Segundo o trecho sobre a regulamentação das apostas esportivas, até que dia a consulta pública na Plataforma Participa Brasil espera receber contribuições por escrito?

**Trecho do documento:**
────────

Por André Coura*, Antônio Silvério Neto**

A regulamentação das apostas esportivas no Brasil segue em debate, com novas etapas para aprimorar o setor e garantir maior segurança para operadores e apostadores. O tema deve ser analisado em breve pelo Supremo Tribunal Federal (STF) a partir de duas Ações Diretas de Inconstitucionalidade (ADI), uma proposta pela Procuradoria-Geral da República (PGR) e outra pela Confederação Nacional do Comércio de Bens, Serviços e Turismo (CNC).

A ADI ajuizada pela CNC questiona fortemente a regulamentação do setor, destacando possíveis impactos econômicos negativos, como o aumento do endividamento dos brasileiros. O pedido reacende a discussão sobre os desafios e as oportunidades desse mercado, reforçando a necessidade de uma regulamentação clara e eficaz que garanta segurança jurídica, proteja os consumidores e equilibre os interesses econômicos e sociais.

Enquanto isso, uma consulta pública sobre o tema está disponível na Plataforma Participa Brasil, com a expectativa de receber contribuições por escrito até o dia 27 de março. A previsão é de que a Agenda Regulatória 2025-2026, que levará em conta as sugestões colhidas, seja publicada no início de abril.

Paralelamente às discussões sobre regulamentação, a Comissão Parlamentar de Inquérito (CPI) das Bets, criada para investigar irregularidades no setor, teve seu início adiado e só retomará os trabalhos após o Carnaval. A CPI busca apurar denúncias de manipulação de resultados, lavagem de dinheiro e a atuação de empresas sem licença no país, reforçando a necessidade de um marco regulatório eficiente e de uma fiscalização rigorosa para garantir a integridade do mercado de apostas.

────────

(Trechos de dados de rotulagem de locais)
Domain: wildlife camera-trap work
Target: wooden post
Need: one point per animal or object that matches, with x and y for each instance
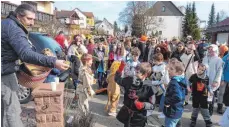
(49, 105)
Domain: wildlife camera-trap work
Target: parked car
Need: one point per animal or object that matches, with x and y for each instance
(40, 41)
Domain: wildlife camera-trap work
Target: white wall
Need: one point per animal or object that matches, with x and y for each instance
(222, 38)
(171, 27)
(106, 28)
(15, 2)
(83, 19)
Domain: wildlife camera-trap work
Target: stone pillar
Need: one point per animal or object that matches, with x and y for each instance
(49, 105)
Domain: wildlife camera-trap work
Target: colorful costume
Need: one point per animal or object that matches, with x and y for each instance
(113, 89)
(84, 89)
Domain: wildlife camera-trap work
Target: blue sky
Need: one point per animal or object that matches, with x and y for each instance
(111, 9)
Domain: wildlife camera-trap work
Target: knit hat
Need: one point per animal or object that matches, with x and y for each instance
(143, 38)
(223, 48)
(215, 48)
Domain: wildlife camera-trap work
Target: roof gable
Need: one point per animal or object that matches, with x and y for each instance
(88, 14)
(79, 11)
(66, 14)
(170, 9)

────────

**Resultado do exercício:** Até o dia 27 de março.